WRITTEN PROBLEM — Could you output the lines as a Markdown table with the columns n and Line, starting at the first line of the records and ending at the line containing "M81 69L83 71L83", with blank lines left out?

++++ DATA

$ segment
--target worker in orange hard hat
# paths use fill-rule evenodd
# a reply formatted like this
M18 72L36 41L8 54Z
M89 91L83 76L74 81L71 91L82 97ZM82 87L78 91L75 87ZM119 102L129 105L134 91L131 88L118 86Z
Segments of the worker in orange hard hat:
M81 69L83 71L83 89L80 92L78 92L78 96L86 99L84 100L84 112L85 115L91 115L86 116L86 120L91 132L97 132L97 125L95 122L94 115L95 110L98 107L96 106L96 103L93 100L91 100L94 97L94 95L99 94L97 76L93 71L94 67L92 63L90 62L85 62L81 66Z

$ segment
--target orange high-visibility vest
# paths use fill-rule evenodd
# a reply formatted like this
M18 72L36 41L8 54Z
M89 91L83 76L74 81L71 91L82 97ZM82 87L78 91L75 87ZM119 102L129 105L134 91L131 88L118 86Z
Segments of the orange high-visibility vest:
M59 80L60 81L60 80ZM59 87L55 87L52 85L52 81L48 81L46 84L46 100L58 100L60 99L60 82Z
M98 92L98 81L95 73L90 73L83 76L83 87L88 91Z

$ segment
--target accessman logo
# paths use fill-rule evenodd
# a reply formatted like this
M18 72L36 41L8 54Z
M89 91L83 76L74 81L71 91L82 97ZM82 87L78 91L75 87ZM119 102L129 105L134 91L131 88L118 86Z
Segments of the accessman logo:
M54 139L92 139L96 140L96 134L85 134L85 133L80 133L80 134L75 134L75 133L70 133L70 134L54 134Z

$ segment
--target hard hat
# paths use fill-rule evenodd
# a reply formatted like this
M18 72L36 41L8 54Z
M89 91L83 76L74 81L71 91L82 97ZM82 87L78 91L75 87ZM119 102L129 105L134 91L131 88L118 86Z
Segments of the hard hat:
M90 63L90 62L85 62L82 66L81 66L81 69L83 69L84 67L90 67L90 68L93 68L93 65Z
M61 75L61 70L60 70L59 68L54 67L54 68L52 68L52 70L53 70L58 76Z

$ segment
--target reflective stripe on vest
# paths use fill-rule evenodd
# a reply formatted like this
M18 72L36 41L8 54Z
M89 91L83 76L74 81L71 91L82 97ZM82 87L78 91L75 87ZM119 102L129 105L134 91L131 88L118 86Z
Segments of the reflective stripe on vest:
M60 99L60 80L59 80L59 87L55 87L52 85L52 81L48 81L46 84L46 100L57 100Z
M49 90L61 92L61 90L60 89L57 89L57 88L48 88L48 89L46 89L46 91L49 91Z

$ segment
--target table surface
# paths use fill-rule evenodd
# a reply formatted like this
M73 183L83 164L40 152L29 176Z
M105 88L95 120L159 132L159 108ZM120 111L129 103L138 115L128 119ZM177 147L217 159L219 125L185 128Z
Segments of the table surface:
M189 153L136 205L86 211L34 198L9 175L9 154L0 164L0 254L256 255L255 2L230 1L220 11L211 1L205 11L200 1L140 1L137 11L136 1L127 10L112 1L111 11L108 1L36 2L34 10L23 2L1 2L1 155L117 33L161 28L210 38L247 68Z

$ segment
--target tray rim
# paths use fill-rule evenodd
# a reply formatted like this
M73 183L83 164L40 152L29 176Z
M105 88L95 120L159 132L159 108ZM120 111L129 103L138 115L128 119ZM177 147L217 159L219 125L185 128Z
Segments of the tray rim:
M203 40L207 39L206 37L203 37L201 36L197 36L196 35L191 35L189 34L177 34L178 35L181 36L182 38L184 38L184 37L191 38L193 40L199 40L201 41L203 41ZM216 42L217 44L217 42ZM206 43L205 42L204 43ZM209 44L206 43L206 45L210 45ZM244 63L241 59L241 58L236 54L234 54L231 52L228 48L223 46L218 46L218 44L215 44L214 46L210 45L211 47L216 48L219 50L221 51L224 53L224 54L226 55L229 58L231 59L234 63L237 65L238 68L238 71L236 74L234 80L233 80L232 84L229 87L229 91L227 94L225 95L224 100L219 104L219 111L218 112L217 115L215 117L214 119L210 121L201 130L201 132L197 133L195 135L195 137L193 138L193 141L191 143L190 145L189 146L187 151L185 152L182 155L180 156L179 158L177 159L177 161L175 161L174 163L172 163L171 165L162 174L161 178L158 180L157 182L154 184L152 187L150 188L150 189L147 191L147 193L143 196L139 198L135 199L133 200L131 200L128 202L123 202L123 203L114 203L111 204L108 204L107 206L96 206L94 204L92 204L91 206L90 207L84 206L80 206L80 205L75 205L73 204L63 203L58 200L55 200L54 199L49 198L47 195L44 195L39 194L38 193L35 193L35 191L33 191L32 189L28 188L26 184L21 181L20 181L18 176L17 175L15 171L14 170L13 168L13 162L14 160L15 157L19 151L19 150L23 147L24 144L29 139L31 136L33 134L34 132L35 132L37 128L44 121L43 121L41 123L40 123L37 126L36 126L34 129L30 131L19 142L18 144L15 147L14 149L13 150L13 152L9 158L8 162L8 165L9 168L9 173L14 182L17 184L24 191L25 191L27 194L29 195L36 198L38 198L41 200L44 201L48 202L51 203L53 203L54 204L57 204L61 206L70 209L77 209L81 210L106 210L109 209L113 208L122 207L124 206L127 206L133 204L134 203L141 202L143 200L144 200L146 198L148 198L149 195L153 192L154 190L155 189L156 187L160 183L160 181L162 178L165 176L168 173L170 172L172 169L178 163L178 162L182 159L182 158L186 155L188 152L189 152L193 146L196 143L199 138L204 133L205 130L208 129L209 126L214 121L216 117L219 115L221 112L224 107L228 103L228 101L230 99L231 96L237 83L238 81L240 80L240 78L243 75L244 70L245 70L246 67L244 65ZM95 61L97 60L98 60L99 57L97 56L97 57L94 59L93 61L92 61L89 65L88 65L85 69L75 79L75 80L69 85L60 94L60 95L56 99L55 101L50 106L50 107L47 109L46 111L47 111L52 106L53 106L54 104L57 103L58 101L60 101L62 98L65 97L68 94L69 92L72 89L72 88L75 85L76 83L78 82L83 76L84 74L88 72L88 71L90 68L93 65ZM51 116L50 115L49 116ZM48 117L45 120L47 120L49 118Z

++++++++

FULL RESPONSE —
| n | Line |
|---|---|
| 1 | $ segment |
| 2 | --target worker in orange hard hat |
| 3 | # paths use fill-rule evenodd |
| 4 | # a reply formatted like this |
| 5 | M18 72L36 41L8 54Z |
| 6 | M89 91L83 76L74 81L71 91L82 97ZM82 87L78 91L75 87ZM119 102L129 105L134 91L131 88L118 86Z |
| 7 | Segments of the worker in orange hard hat: |
| 8 | M81 69L83 71L83 89L80 92L78 92L78 96L86 99L84 100L84 112L85 115L91 115L86 116L86 120L91 132L97 132L97 125L95 122L94 115L95 110L98 107L96 106L96 103L93 100L91 100L94 97L94 95L99 94L97 76L93 71L94 67L92 63L90 62L85 62L81 66Z |